■ **Exercise brief**
Can you copy the lines from the one that contains "the building facade." through the end of the material below, exactly and with nothing else?

■ **Material for this exercise**
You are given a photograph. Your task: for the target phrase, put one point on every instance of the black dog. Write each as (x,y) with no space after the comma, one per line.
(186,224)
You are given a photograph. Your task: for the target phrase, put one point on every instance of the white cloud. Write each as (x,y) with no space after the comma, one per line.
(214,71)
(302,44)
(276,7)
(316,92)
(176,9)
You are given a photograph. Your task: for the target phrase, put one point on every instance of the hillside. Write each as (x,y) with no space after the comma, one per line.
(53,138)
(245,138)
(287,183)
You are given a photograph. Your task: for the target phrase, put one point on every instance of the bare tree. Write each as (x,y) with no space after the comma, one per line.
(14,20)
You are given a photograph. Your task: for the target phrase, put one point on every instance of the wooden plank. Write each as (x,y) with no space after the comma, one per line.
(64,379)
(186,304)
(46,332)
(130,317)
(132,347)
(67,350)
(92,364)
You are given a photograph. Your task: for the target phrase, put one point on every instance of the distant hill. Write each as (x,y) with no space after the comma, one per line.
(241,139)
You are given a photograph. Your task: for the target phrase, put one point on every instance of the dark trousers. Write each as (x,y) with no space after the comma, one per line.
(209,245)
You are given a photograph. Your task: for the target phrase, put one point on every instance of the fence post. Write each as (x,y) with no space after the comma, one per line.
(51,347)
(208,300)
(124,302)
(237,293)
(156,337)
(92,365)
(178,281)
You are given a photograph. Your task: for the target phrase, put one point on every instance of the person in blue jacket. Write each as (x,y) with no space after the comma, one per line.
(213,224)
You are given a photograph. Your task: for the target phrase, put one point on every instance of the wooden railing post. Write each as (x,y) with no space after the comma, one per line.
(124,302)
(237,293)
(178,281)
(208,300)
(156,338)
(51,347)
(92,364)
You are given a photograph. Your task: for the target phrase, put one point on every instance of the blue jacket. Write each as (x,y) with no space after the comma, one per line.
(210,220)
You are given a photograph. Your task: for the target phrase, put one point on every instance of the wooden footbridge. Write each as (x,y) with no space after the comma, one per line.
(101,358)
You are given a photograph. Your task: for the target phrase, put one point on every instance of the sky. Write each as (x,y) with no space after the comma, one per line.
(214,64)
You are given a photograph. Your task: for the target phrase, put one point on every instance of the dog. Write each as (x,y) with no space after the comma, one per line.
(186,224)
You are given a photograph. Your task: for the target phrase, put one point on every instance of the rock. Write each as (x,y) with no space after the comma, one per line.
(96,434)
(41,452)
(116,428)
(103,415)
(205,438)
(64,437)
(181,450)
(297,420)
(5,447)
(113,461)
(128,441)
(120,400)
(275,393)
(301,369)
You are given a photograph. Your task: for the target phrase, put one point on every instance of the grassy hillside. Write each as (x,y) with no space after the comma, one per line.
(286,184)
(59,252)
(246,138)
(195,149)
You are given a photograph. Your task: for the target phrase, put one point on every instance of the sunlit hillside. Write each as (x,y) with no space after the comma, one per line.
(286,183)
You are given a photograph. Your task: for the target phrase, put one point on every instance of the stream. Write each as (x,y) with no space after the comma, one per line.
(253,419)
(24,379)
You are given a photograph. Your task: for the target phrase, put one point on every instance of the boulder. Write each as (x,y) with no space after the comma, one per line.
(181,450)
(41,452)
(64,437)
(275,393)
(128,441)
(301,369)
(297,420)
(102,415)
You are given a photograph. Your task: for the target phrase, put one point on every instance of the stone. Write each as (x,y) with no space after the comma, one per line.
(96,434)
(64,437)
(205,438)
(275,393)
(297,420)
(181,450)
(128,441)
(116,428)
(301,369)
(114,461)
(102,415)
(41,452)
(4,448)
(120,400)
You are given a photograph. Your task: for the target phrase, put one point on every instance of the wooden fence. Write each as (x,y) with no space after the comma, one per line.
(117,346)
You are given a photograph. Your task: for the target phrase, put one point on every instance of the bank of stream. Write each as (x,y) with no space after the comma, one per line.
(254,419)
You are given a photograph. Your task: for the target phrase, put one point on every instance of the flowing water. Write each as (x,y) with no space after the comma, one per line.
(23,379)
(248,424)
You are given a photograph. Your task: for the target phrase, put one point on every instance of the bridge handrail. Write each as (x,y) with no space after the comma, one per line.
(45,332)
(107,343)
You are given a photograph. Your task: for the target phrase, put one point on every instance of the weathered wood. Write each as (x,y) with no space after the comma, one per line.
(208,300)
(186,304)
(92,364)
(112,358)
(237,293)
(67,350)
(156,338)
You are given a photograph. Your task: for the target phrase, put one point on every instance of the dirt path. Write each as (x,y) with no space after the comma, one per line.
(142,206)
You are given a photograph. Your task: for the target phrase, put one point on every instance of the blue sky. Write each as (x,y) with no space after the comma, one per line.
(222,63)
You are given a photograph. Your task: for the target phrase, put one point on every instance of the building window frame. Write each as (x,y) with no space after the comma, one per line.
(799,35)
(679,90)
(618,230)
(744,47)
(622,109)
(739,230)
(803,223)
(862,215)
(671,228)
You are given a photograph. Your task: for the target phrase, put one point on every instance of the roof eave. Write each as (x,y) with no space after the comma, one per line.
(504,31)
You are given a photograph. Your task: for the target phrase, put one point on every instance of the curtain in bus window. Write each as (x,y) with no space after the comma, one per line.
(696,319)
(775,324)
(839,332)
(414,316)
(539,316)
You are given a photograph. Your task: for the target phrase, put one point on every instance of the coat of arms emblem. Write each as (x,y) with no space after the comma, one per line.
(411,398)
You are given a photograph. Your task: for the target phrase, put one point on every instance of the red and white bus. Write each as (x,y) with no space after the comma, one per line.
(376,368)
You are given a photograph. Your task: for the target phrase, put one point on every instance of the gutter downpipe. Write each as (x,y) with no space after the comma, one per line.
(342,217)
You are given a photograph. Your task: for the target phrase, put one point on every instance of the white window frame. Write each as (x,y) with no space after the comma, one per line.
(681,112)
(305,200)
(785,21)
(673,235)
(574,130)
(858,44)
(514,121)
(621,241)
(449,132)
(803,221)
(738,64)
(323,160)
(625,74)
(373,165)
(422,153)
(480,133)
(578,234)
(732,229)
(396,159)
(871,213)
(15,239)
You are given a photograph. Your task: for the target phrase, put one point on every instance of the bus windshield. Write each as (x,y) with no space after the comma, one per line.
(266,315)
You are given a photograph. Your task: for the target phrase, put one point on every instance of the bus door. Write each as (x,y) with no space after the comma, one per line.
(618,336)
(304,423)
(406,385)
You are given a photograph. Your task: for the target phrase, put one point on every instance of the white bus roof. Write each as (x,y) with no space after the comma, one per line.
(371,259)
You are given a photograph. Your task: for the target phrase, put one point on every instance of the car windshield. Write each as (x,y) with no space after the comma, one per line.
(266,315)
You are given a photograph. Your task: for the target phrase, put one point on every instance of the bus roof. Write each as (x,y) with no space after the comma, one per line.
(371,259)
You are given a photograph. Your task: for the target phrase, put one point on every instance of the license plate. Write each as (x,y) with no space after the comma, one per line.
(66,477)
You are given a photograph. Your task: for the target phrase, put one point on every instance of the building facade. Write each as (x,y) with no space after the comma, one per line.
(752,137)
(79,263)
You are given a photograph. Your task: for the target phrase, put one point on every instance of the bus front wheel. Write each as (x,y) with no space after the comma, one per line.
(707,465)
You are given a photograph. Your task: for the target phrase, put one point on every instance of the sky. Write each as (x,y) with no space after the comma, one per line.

■ **Response to the task**
You are given a photograph. Your task: for the target phrase, put one point on every instance of the building facade. Write each as (x,y) with no space after the comma, one per line.
(752,137)
(79,263)
You are given a photograph. Your task: for the target phrase, put one point on every instance of the bus front wheel. Write each as (x,y) with no space after the comma, one per line.
(707,465)
You are given a photograph. Your task: for the target phrase, put one point on every instance of the sky. Write each as (x,y) with no space after the comma, one per line.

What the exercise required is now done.